» TASK TO COMPLETE:
Output the items starting with the line containing "One point goes on every instance of the street" and going through the line containing "x=946 y=413" as a two-column CSV with the headers text and answer. Give one row per item, put each field in quotes, and replace any line breaks with spaces.

» INPUT FOR THIS TASK:

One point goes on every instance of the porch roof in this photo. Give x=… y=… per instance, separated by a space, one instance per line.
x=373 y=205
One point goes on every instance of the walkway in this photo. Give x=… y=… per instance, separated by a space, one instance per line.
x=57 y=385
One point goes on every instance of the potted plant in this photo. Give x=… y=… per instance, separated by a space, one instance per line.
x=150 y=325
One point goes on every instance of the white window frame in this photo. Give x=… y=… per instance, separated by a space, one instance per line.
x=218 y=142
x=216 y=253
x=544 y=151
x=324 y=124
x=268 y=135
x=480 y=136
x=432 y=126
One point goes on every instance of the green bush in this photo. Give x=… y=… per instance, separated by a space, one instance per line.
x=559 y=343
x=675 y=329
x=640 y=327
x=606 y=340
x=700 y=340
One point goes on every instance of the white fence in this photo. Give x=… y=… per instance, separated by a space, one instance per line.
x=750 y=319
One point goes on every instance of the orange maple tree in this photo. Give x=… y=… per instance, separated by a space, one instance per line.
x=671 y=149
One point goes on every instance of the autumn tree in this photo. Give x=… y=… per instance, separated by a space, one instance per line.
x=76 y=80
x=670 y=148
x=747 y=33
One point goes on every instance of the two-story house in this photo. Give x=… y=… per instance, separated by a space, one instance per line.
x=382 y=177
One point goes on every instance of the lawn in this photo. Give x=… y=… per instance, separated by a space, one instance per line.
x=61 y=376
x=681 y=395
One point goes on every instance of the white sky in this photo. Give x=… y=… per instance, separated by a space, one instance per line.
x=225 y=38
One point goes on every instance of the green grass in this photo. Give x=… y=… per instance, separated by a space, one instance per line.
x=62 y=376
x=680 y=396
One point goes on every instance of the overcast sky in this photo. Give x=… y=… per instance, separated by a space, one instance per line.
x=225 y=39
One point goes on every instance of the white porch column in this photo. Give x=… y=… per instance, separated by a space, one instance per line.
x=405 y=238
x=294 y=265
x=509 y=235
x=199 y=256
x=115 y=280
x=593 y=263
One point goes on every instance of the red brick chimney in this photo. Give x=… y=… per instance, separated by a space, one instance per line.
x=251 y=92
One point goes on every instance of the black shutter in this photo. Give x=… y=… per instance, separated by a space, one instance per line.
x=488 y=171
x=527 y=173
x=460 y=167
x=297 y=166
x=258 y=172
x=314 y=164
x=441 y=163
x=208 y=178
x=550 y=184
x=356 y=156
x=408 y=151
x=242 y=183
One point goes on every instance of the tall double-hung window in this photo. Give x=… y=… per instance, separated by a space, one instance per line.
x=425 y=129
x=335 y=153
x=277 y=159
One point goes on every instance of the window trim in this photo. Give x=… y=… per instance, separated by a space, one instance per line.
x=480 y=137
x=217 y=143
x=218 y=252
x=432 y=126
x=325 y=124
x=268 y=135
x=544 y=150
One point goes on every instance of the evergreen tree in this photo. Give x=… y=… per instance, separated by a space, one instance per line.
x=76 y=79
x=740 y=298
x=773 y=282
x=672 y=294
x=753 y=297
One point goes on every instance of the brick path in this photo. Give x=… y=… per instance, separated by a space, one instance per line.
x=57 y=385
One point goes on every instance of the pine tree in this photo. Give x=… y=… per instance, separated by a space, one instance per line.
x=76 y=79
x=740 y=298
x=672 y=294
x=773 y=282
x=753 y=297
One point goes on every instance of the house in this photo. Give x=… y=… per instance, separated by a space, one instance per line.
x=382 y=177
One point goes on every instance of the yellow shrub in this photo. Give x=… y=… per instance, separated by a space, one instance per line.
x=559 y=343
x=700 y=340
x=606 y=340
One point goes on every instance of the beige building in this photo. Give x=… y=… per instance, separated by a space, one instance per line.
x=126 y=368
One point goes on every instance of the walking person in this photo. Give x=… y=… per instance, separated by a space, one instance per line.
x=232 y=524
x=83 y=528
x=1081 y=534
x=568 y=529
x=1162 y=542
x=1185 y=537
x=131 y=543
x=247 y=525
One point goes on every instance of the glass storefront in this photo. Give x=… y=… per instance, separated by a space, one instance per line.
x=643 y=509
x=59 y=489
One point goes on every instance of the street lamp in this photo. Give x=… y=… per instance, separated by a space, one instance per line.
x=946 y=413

* * *

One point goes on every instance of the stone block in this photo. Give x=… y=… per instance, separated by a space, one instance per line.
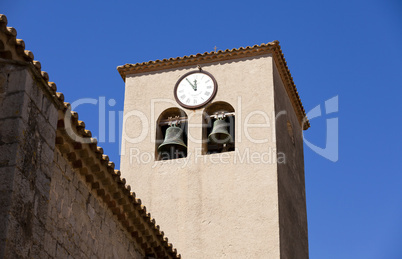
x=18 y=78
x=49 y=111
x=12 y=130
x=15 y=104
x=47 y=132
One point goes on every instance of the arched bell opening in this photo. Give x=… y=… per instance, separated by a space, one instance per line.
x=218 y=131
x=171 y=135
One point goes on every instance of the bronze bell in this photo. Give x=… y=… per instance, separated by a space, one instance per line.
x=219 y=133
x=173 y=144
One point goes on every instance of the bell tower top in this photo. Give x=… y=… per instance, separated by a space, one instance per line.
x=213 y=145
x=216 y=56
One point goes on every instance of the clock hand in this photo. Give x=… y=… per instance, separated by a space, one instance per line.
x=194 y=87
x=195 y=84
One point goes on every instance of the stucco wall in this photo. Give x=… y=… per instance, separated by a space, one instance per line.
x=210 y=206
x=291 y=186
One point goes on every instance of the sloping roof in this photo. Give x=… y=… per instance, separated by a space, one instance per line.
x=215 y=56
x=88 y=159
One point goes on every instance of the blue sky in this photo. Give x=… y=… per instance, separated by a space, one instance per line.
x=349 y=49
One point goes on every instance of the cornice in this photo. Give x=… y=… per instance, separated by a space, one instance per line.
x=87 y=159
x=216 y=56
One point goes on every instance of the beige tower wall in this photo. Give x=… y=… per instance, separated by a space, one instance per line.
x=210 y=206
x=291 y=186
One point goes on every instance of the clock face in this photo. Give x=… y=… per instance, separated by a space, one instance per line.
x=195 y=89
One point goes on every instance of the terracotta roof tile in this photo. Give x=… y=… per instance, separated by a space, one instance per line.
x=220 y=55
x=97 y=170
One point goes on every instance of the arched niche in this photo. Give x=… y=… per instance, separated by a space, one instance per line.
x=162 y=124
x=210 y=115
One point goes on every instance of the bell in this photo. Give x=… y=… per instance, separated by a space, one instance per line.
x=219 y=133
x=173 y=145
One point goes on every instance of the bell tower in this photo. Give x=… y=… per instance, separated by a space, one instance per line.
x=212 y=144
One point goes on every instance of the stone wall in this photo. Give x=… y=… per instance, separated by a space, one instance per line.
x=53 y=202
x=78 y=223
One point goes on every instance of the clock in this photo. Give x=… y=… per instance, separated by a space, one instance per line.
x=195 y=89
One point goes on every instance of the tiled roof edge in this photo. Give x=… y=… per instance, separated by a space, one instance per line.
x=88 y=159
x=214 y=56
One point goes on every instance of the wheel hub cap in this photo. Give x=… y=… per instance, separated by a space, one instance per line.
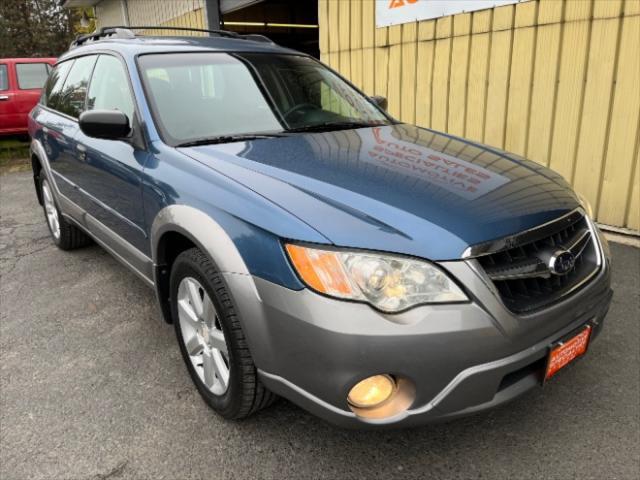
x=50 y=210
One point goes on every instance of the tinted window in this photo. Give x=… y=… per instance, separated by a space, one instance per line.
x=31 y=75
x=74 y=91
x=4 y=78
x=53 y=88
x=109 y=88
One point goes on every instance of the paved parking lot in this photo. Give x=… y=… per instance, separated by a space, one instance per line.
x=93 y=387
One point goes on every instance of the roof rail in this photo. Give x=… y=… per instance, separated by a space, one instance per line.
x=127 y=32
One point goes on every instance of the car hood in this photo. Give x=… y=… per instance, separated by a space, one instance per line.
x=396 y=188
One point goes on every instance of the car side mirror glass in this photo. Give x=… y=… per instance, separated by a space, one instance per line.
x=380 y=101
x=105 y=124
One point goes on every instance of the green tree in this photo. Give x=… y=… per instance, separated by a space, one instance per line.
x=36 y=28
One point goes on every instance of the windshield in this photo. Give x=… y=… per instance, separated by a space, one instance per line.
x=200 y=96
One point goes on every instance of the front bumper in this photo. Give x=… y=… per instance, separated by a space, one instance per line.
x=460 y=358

...

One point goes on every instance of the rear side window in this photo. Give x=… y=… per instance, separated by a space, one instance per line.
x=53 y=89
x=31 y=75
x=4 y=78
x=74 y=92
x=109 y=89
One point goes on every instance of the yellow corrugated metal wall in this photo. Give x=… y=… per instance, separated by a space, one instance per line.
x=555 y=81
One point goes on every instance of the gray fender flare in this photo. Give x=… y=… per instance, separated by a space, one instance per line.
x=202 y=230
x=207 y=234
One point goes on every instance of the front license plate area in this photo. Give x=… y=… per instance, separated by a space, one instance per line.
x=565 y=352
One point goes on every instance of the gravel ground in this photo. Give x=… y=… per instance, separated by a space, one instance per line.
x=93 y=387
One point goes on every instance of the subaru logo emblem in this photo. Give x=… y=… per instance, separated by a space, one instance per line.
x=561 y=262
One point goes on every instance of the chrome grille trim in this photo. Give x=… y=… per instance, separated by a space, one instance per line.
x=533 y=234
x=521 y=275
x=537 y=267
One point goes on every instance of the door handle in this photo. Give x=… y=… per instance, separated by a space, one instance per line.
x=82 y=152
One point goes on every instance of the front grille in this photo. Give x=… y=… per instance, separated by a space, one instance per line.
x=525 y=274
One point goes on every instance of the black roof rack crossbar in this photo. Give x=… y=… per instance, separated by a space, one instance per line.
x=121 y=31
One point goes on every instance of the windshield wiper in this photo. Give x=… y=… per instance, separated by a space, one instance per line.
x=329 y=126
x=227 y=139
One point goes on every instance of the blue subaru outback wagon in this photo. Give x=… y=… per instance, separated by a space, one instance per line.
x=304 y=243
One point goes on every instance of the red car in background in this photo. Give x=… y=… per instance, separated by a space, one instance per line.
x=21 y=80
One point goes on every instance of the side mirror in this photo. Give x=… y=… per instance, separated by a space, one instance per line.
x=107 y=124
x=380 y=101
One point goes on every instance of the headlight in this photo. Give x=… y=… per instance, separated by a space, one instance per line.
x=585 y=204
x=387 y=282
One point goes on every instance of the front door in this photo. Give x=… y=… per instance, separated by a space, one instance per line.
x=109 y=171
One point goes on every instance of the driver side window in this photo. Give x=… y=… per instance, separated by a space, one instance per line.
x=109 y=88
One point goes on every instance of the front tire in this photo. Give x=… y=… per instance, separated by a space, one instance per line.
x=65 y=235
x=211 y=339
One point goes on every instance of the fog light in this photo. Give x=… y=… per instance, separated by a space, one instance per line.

» EXPECTED ANSWER:
text,answer
"One point goes on every instance of the street lamp in this photo. Give x=… y=… per instance, separated by a space, one instance per line.","x=946 y=413"